## Problem to solve
Find the word "goat" in the listing below, then return every line it appears in.

———

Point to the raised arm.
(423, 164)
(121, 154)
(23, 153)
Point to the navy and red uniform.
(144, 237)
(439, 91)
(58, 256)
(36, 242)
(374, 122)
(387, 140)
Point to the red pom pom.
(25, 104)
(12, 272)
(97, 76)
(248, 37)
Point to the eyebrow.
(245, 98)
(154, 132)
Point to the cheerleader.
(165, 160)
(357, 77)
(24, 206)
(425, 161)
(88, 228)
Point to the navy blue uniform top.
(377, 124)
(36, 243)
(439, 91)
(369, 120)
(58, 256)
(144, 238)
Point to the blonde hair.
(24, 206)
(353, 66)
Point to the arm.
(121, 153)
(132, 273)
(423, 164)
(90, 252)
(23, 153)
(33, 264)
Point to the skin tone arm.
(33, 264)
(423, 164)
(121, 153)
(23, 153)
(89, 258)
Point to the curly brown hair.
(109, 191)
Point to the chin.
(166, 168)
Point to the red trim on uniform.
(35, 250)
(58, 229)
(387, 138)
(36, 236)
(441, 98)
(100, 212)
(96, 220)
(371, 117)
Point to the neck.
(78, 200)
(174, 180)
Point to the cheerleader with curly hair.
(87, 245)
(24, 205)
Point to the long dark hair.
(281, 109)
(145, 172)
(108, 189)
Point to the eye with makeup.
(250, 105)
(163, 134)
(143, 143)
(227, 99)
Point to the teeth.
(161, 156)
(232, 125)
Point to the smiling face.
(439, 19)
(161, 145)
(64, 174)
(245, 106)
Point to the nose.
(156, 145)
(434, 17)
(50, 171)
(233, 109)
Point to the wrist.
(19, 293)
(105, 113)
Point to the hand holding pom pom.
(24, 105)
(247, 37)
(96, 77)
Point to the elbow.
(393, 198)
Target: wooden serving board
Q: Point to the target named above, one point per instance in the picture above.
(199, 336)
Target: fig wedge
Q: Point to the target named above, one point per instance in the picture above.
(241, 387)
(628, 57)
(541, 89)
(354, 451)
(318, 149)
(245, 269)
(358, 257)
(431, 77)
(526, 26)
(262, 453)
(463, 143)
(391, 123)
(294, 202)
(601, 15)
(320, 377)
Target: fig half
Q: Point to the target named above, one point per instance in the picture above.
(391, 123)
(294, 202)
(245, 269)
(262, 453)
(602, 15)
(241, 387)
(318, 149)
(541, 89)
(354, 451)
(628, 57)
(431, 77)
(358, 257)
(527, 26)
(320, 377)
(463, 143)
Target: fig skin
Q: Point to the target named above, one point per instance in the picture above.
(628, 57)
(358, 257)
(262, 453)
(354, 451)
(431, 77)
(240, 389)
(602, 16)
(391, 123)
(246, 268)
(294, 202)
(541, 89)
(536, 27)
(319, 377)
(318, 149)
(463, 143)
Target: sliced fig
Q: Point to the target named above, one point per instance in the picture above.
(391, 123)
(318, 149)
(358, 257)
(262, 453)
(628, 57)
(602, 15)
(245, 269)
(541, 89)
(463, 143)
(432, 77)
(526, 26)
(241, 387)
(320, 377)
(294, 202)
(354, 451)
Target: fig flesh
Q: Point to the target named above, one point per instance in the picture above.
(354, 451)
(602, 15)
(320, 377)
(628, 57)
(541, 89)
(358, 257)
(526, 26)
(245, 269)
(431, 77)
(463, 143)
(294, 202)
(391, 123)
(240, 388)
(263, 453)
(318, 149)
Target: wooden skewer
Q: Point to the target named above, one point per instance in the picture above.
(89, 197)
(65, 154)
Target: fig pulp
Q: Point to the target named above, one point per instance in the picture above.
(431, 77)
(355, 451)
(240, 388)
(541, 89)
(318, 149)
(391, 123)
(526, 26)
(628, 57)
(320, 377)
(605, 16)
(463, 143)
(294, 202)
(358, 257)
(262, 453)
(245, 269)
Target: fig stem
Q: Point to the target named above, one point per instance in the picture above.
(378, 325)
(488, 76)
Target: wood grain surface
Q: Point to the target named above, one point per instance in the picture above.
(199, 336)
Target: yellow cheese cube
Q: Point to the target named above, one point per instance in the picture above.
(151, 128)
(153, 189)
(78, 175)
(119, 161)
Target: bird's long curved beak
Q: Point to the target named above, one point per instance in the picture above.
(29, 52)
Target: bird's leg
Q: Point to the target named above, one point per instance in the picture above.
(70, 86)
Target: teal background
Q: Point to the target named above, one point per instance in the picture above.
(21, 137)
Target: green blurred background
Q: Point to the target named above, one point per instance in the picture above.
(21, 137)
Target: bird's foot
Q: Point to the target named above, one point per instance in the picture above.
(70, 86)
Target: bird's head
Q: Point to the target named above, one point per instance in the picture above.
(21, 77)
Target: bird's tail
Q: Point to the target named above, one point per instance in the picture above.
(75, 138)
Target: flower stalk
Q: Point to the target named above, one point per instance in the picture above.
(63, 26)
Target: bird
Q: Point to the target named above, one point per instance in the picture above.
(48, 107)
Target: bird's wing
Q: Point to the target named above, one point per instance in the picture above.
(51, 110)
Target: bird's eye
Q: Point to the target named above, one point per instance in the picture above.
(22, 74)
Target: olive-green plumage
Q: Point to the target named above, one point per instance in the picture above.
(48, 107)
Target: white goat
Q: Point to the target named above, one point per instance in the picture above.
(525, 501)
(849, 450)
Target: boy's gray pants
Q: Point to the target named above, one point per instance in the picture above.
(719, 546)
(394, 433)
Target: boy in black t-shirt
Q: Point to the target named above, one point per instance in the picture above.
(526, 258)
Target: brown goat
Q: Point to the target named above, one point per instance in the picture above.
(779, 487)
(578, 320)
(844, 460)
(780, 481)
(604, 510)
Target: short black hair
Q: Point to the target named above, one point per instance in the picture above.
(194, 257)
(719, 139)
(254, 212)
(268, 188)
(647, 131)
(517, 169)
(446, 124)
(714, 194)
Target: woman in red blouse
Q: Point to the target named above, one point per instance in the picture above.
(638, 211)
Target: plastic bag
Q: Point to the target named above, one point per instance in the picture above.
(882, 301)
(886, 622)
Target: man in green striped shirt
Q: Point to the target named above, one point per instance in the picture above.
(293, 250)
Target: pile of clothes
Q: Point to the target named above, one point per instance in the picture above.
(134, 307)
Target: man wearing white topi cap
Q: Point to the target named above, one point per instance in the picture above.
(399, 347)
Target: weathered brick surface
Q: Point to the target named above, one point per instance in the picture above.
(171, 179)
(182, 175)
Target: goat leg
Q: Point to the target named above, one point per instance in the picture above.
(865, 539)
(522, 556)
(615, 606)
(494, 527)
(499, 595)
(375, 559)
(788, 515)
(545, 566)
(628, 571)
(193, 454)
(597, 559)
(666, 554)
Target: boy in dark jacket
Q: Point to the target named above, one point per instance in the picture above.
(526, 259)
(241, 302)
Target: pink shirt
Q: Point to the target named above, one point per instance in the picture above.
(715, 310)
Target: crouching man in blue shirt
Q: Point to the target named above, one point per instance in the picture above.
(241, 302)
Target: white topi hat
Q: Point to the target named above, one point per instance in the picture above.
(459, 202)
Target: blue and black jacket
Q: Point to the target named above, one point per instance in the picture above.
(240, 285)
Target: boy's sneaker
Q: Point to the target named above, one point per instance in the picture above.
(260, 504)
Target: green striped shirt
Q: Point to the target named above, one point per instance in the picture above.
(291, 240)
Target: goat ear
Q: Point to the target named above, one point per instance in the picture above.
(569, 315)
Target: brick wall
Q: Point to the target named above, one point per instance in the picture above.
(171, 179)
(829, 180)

———

## Output for this exercise
Target: white goat
Target: brown goat
Target: goat leg
Target: goat ear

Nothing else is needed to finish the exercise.